'''

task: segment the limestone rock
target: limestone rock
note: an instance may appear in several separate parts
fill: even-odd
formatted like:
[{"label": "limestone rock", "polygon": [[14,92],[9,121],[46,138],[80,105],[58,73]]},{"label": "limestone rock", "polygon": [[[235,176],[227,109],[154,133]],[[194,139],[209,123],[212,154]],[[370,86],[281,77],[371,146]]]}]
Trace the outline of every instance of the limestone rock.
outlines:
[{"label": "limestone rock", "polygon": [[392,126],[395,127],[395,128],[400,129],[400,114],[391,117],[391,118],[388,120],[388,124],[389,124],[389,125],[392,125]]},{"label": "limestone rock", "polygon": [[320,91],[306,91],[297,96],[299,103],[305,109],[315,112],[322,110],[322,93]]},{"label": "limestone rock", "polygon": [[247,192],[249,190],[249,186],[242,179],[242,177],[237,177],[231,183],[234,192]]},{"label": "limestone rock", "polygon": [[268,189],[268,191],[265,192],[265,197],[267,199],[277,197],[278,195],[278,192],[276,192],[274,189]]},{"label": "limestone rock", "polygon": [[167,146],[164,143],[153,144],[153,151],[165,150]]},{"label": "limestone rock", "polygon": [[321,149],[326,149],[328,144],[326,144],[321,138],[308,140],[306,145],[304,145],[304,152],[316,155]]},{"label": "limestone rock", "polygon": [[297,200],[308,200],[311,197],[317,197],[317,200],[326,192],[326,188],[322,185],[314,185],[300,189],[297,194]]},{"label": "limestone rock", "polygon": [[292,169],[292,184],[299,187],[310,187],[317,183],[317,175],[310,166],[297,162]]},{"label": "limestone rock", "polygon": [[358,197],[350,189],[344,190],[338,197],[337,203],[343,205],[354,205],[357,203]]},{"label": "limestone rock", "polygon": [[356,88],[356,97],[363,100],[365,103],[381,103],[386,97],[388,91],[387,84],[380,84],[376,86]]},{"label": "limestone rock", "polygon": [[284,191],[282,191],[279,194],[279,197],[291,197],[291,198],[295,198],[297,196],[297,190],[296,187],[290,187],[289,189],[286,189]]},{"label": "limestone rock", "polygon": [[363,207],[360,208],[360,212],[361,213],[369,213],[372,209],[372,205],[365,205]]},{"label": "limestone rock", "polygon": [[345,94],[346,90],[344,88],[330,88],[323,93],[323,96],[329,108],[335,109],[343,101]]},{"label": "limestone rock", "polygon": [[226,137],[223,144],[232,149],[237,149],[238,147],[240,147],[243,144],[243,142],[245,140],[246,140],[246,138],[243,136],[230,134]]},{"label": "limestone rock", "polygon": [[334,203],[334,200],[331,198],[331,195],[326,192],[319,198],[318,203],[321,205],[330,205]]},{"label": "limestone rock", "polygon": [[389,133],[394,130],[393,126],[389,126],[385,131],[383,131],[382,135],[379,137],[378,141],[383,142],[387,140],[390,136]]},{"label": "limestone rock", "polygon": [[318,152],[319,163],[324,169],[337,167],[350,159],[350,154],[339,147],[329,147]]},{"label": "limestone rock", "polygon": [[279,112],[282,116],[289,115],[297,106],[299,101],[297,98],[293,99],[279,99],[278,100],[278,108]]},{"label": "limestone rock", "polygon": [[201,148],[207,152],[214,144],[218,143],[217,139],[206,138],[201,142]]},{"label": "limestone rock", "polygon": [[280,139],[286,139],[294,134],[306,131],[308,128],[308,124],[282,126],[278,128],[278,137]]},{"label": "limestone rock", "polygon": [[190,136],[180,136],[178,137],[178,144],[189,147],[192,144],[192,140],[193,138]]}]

'''

Stated problem:
Extract every line of the rows above that contains the string "instance", matching case exactly.

Output for this task:
note: an instance may appear in several separate parts
Trace the outline of every instance of the limestone rock.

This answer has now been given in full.